§ **TEXT BLOCK**:
===
There are no answers given in The Effect. Because really, there aren’t any.
Director Jamie Lloyd is at the helm for only his second time at the National Theatre.
You may not know the name, but it’s possible you’ve seen one of the 50 shows Lloyd has directed since 2010. Recently, he did an open air, in-your-face, Evita, and a Cyrano de Bergerac with battle raps and bullhorns. His Broadway production of A Doll’s House is currently making audiences actively choose to watch Ibsen.
Unlike directors whose avant-garde approaches are only seen by a self-satisfied minority, Lloyd subverts expectations using quiet precision. His work is always striking, never showy, exciting not extravagant. He is a covert theatre rebel.
That said, his impact here (along with designer Soutra Gilmour) is hard to miss. For a start, the Lyttelton stage has gone. A narrow platform sits traverse style with raked seating on either side.
There is no set, other than a plastic chair at either end where the doctors sit, controlling, or left helplessly watching, the trial. Clinically white light creates the patients’ areas between them. Lighting designer Jon Clark separates the two with clear geometric shapes that slowly merge into one shared space as their relationship progresses.
Bursts of music – dance, rap – punctuate scenes, underscoring emotion and swelling with dramatic clashes. It feels sublimely cinematic, like watching a film being played live.
Let’s just tally the cool points here.
Director Jamie Lloyd: named the 20th Most Powerful Person in British Theatre in 2014. Currently ranking in 10th place. And did I mention, he had the Lyttelton completely f***ing refigured.
Actor Paapa Essiedu: one of Forbes’ 30 Under 30 in 2018. Currently in the mix to be the next James Bond.
And then we have the writer, Lucy Prebble.
===
§ **COLLECTED MATERIAL**:
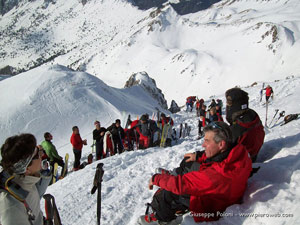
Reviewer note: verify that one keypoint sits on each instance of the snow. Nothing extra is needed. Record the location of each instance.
(233, 43)
(273, 191)
(238, 42)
===
§ **THE PROBLEM**: Copy the stretch of the theater review from "Bursts of music" through "cool points here.", swapping "cinematic" for "theatrical".

§ **WORKED SOLUTION**:
Bursts of music – dance, rap – punctuate scenes, underscoring emotion and swelling with dramatic clashes. It feels sublimely theatrical, like watching a film being played live.
Let’s just tally the cool points here.